(Stored data entries)
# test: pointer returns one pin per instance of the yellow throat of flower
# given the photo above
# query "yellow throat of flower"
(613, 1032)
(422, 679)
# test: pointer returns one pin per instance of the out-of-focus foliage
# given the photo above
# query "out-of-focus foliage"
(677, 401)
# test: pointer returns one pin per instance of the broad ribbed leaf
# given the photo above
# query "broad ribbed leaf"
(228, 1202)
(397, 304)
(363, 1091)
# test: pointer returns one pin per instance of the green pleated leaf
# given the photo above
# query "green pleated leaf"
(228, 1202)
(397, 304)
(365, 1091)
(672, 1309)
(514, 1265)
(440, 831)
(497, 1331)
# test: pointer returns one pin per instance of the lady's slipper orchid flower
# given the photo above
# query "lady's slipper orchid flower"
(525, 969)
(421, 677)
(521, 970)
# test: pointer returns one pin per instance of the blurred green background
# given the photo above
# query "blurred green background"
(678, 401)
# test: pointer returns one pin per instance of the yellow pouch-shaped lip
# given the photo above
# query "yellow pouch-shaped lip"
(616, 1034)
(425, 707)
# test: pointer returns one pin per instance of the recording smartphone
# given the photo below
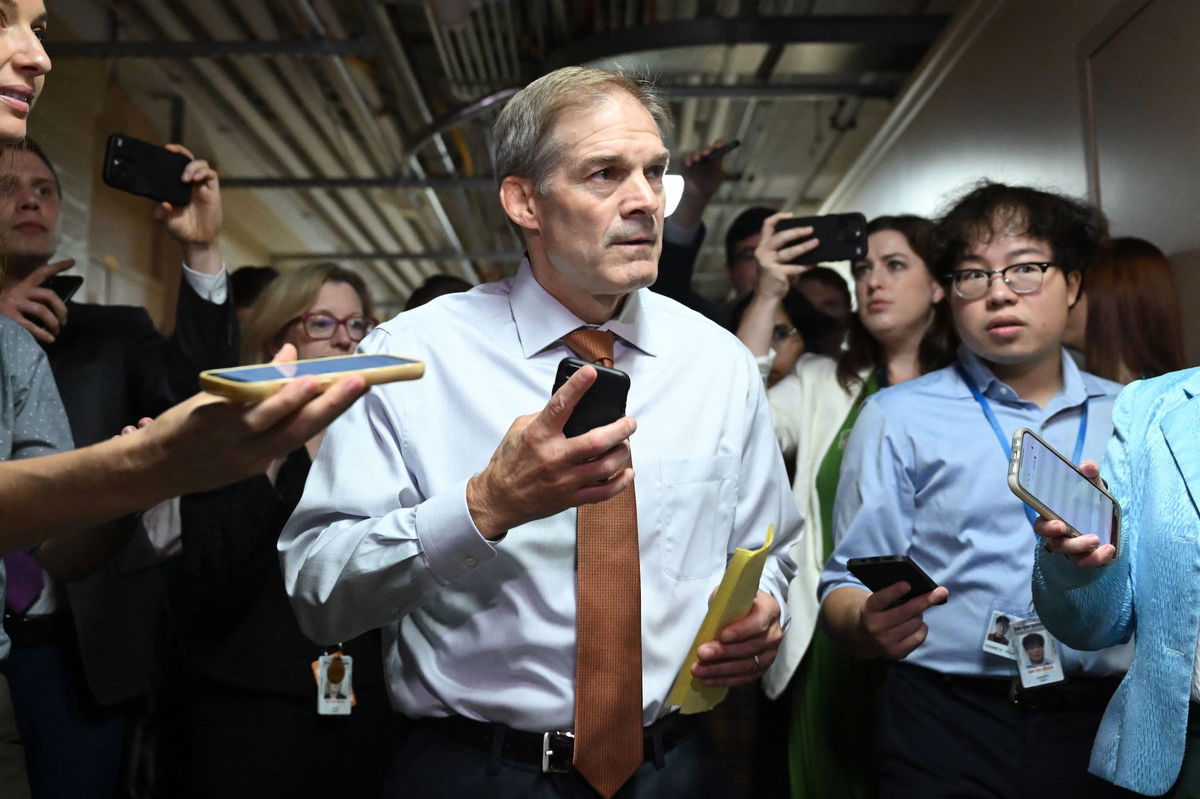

> About this exercise: All the data above is to be transcribed exactly, with no pictures included.

> Output:
# test: pointer returns one pin per instance of the yellow throat of flower
# given the photo above
# query "yellow throat of flower"
(613, 1032)
(422, 679)
# test: pointer returns one pin per instance of the out-of-focus foliage
# given the photo above
# query "out-of-focus foliage"
(677, 401)
# test: pointer returns one pin per instance of the broad ribbed leaf
# given the photo above
# query "broad ribbed leaf"
(228, 1202)
(397, 304)
(363, 1091)
# test: pointer returns one pin per instance of the green pleated leaf
# given the photo above
# query "green pleated leaf"
(228, 1202)
(397, 304)
(365, 1091)
(672, 1309)
(514, 1265)
(440, 831)
(497, 1331)
# test: pointer returns one pin per instance of the lady's slipper orchid flower
# given the photo above
# query "lady's slipper orchid flower"
(525, 969)
(421, 677)
(521, 970)
# test: pointer returns one pin per instance of the blurred green background
# given the photo above
# query "blurred green background"
(678, 401)
# test: pointer returns one pin per instance of the yellow pouch-shaped lip
# given the photo above
# query "yellow pouch-shaped lip"
(616, 1034)
(425, 707)
# test: pointer returns one pin per instance of the recording smartphone
# given the photo below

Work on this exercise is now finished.